→ **Required task**:
Rescale the lines starting with the line that contains "[pin] pillar base -- one per line" and going on through the final line: write out every line again, including those without coordinates, and multiply each coordinate in the answers by 1.75, rounding to whole numbers with halves rounded up.

* BEGIN Task input *

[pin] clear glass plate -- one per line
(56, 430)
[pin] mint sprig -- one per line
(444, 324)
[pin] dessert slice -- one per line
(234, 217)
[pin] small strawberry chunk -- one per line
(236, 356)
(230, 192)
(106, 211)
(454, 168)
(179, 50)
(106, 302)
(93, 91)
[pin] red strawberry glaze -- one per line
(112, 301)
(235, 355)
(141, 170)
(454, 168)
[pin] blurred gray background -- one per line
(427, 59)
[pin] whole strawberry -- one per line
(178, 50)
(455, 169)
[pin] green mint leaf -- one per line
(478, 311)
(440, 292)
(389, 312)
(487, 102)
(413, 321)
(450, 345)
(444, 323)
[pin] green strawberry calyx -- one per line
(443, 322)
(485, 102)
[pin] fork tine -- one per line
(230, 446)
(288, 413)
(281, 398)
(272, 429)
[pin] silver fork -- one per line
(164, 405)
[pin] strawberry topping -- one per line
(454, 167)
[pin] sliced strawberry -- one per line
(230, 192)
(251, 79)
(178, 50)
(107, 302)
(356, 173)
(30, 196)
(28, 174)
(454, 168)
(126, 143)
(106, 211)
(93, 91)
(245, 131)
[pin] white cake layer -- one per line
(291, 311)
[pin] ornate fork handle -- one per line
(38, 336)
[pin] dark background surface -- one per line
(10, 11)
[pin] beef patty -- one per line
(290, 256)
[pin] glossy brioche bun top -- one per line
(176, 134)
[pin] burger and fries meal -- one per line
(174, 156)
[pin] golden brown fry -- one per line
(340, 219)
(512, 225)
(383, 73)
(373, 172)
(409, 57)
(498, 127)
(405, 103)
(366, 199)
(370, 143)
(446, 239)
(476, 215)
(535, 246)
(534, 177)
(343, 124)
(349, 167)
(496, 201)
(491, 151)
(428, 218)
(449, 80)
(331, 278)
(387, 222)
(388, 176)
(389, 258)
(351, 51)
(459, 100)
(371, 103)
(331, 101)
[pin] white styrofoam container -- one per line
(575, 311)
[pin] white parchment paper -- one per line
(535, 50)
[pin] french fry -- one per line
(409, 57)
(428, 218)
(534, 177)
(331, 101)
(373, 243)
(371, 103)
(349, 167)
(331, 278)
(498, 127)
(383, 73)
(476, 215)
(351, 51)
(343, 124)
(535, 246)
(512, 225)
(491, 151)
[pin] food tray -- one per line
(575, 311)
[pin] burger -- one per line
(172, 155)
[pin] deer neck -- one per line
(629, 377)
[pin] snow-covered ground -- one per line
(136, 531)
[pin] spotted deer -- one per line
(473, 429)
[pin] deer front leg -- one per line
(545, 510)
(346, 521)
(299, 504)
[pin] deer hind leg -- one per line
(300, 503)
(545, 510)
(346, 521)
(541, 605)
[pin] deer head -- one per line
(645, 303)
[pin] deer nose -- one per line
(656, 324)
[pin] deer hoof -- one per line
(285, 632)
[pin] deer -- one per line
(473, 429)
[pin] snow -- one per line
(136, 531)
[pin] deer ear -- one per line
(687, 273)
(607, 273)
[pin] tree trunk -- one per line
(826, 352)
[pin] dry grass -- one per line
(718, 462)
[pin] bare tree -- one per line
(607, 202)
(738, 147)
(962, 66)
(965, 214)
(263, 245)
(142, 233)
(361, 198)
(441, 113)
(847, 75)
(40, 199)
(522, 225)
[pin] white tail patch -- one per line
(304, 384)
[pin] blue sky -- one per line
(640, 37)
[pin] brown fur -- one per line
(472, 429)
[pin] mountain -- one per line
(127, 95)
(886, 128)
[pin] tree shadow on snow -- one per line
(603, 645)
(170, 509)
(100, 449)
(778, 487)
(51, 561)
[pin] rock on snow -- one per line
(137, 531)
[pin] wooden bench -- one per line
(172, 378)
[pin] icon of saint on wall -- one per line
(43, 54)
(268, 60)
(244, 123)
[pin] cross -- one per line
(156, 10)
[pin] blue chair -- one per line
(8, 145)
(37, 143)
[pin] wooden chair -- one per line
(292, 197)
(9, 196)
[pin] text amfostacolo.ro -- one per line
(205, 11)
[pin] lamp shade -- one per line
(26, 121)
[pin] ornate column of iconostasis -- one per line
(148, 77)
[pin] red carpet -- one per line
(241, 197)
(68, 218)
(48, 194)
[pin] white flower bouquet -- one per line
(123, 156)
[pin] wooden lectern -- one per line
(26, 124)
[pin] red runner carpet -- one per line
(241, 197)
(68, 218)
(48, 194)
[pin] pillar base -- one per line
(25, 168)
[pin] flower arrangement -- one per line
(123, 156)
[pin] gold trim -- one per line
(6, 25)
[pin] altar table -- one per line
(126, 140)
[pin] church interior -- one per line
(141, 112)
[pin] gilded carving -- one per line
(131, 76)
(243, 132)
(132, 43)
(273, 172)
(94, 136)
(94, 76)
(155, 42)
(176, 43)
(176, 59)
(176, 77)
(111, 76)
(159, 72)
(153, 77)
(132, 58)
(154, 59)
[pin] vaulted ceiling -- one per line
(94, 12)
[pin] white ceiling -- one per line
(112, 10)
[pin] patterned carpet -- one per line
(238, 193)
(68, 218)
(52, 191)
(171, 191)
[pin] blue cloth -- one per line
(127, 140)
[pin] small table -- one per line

* END Task input *

→ **Answer to the exercise**:
[pin] pillar base -- one per line
(44, 294)
[pin] flower arrangement -- one per line
(215, 273)
[pin] gold trim -- one per line
(11, 44)
[pin] altar table -- one per line
(221, 245)
[pin] church interior -- one per line
(247, 196)
[pin] gilded carving -- one per line
(229, 133)
(425, 231)
(231, 75)
(478, 301)
(165, 238)
(165, 133)
(271, 74)
(308, 75)
(308, 103)
(308, 135)
(194, 133)
(278, 126)
(268, 135)
(231, 102)
(270, 103)
[pin] vaulted ceiling -- one per line
(165, 21)
[pin] white ceiling -- one per line
(196, 18)
[pin] patterned carpet -- one per line
(417, 338)
(119, 382)
(91, 334)
(299, 334)
[pin] blue cloth -- one per line
(222, 245)
[pin] small table -- one per line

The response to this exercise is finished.